Exercise objective :: Every record below must be returned exactly as it was received.

Records shown ::
-*-*-

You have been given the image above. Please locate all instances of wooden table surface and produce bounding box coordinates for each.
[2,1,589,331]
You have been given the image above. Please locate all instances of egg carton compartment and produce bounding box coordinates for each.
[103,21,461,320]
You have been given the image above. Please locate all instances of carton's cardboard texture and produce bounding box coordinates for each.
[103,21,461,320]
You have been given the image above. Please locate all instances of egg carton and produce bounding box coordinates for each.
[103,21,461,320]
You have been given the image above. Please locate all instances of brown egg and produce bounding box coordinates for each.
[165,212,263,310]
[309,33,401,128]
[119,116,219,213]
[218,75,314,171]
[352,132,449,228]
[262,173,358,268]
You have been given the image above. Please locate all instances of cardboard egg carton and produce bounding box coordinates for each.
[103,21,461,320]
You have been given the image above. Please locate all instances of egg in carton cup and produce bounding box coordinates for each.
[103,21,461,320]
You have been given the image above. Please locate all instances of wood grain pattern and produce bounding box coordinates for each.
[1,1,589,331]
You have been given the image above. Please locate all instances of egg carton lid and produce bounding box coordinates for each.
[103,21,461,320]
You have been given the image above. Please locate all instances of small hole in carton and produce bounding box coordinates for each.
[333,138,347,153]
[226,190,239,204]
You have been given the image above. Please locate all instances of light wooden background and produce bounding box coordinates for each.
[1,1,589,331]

-*-*-

Task response ::
You have been given the image above. Please locate all instances of wooden table surface and produce bounding box coordinates for each.
[2,1,589,331]
You have been given the image above. Please locate all instances of egg carton compartment and produce bounding box coordinates for each.
[103,21,461,320]
You have been given the image above. Please locate all instances of carton's cardboard texture and produce bounding box coordinates for each.
[103,21,461,320]
You have been given the image above. Please locate all instances of egg carton and produce bounding box coordinates for each.
[103,21,461,320]
You have been given the image above. Please locate all instances of brown egg and produce bounding box coordinates for each.
[165,212,263,310]
[309,33,401,128]
[119,116,219,213]
[218,75,314,171]
[352,132,449,228]
[262,173,358,268]
You have been given the image above. Please locate all instances of cardboard egg carton and produce bounding box coordinates for each.
[103,21,461,320]
You have been given the image above. Please locate all instances of egg in carton cup and produce bounding box coordinates for each.
[103,21,461,320]
You have been given the image above. Please locate all instances of wood grain pattern and produce bounding box coordinates for each.
[1,1,589,331]
You have been given the image above. Please locate all instances of egg carton lid and produce bounding box coordinates for each.
[103,21,461,320]
You have been given the image above. Please locate all instances of small hole in carton and produce bounding box coordinates for each.
[333,138,347,153]
[226,190,239,204]
You have been given the image above. Please locate all instances of light wooden background and produce bounding box coordinates for each.
[1,1,589,331]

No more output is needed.